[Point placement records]
-------
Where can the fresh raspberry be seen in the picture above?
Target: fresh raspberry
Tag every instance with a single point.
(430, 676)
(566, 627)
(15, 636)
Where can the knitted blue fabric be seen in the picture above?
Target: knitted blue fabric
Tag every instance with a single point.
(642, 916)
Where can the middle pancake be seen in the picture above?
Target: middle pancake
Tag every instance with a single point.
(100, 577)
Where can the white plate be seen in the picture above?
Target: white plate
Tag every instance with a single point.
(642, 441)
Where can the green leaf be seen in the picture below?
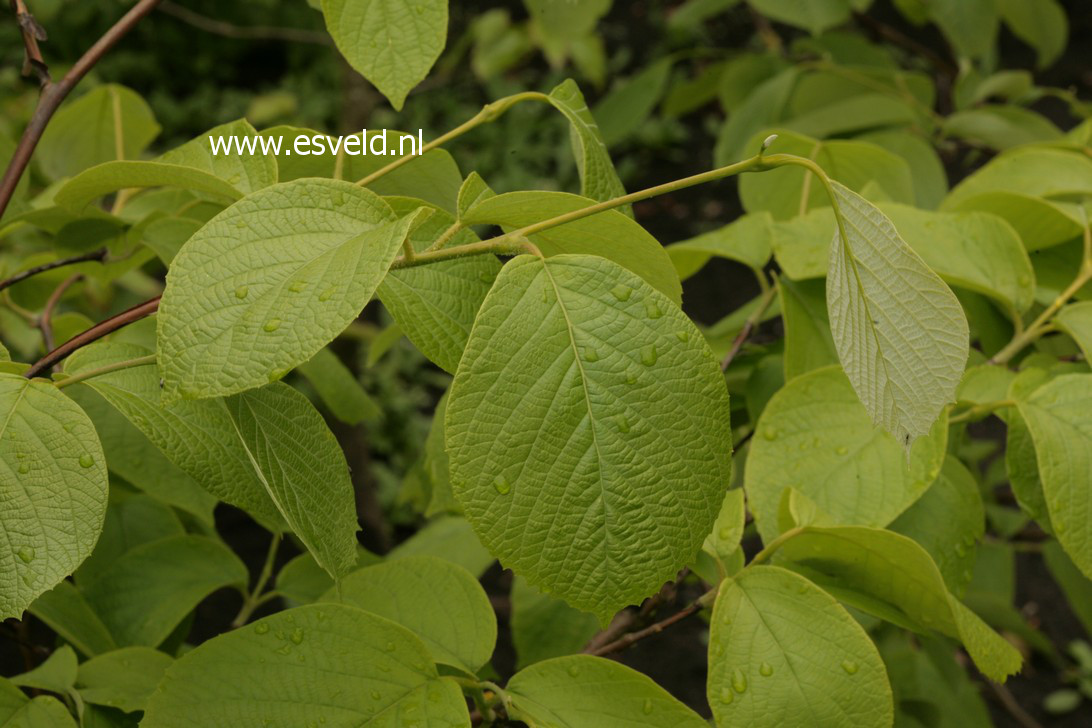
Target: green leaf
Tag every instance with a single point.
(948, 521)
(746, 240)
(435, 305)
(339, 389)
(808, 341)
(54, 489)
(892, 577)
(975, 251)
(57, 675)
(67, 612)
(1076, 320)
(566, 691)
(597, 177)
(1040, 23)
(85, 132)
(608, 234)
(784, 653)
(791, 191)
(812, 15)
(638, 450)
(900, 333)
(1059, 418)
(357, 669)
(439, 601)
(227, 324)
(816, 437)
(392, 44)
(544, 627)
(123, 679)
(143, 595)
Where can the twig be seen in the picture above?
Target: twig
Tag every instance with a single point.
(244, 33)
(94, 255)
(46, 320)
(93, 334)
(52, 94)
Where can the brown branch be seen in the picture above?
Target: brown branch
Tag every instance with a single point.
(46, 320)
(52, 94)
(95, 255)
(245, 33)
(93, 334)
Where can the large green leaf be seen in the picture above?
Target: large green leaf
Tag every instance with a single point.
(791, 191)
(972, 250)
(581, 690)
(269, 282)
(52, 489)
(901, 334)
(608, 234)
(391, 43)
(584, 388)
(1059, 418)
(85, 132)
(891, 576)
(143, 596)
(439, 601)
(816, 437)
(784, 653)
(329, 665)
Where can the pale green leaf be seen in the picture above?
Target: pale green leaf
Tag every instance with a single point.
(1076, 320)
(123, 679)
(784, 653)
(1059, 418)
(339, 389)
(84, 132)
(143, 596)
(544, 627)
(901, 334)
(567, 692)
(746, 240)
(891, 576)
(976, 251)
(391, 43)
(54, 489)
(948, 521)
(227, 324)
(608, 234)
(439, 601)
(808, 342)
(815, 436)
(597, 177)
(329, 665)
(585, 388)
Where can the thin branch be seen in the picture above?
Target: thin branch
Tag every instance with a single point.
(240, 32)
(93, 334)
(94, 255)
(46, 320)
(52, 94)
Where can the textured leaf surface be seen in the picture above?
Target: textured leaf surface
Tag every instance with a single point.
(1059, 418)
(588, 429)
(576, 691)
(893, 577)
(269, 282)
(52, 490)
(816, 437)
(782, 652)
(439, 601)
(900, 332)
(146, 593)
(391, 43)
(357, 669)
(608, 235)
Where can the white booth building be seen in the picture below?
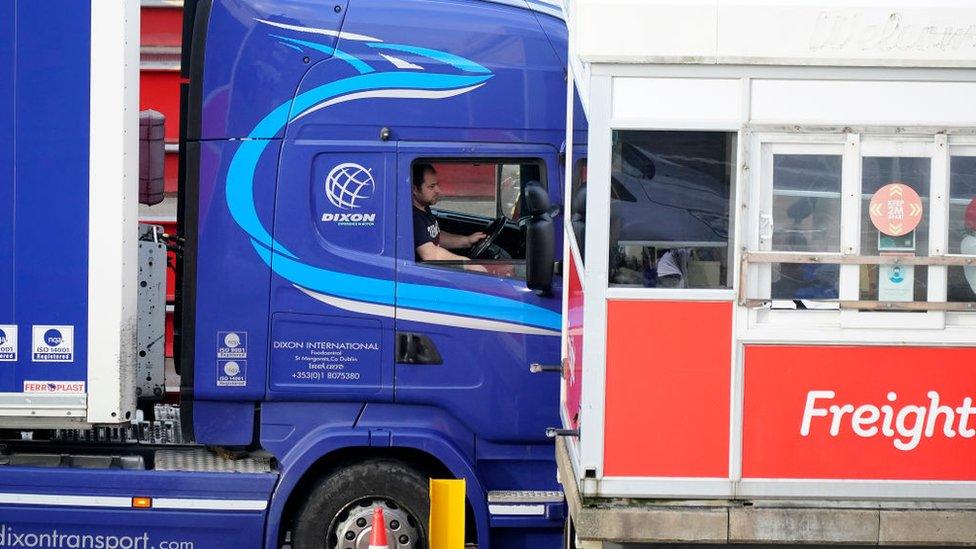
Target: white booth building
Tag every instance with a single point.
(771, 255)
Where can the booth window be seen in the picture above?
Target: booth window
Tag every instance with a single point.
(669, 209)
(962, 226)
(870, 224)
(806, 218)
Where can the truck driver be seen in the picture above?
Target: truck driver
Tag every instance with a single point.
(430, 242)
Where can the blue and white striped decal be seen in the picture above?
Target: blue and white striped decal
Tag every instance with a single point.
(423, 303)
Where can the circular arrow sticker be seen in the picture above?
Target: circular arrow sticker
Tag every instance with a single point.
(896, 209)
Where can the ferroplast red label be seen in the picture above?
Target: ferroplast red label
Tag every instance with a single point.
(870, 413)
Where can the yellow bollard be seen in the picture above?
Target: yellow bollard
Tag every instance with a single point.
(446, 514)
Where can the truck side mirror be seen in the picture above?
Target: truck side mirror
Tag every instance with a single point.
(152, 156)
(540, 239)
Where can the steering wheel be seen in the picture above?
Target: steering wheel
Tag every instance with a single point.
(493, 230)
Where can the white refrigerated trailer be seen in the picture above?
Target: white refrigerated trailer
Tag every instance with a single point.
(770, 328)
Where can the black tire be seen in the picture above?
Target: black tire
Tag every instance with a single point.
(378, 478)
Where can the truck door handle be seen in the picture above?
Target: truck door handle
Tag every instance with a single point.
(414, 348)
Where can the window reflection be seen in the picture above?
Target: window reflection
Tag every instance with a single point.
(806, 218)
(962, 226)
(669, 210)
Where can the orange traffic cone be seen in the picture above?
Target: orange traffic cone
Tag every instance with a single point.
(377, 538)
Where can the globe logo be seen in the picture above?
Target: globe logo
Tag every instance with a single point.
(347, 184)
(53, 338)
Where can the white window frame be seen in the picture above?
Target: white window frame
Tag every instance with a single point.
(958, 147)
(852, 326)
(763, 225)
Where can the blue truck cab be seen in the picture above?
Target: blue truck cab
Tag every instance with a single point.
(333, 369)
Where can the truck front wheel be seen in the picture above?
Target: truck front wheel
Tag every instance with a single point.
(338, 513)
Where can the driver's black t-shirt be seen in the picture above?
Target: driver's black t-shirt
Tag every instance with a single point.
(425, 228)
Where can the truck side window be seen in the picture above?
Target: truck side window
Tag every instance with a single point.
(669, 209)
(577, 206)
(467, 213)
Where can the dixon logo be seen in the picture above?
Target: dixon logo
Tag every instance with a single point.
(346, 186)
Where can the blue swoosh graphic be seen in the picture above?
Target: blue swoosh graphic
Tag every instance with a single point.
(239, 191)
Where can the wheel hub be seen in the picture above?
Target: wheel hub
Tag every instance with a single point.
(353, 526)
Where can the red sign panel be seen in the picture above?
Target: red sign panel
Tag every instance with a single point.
-------
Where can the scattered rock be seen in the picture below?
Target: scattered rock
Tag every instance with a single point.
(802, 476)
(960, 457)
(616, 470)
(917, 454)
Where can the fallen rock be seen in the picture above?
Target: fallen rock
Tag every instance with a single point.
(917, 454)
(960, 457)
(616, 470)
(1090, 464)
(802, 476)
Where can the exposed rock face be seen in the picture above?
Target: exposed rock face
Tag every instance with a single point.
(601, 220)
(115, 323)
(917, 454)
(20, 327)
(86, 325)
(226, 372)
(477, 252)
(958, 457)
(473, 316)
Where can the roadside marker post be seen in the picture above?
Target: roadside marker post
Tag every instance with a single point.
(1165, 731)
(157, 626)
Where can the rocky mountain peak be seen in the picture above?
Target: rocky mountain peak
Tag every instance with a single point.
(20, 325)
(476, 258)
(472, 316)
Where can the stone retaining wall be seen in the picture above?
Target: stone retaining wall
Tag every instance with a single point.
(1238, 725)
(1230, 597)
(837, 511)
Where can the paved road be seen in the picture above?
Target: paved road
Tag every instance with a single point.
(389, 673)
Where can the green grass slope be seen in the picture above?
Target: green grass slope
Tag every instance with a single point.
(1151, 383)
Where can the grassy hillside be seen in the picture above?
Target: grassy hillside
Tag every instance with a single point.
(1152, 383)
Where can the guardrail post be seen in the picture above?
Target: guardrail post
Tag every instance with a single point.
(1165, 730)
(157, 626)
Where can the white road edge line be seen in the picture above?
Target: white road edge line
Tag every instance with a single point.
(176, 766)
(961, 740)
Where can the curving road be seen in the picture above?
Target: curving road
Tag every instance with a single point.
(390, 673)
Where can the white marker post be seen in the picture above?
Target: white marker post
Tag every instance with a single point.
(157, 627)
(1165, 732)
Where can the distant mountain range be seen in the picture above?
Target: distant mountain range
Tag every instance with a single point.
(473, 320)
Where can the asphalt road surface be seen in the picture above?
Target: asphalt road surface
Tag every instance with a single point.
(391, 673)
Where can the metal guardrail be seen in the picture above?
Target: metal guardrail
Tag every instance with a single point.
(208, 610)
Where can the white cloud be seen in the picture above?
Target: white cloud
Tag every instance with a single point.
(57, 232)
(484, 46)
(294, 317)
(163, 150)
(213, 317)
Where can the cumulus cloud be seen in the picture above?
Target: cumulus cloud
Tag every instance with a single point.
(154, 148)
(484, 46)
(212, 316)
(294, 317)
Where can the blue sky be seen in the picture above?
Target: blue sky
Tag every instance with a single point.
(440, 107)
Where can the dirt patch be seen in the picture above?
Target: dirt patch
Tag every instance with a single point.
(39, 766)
-------
**WHAT IS EXPECTED**
Return every line of the items above that contains the string "peak", reproducing each such line in full.

**EXPECTED ANSWER**
Where can the rocky mountain peak be seen in the picture above?
Target: rocky mountain peak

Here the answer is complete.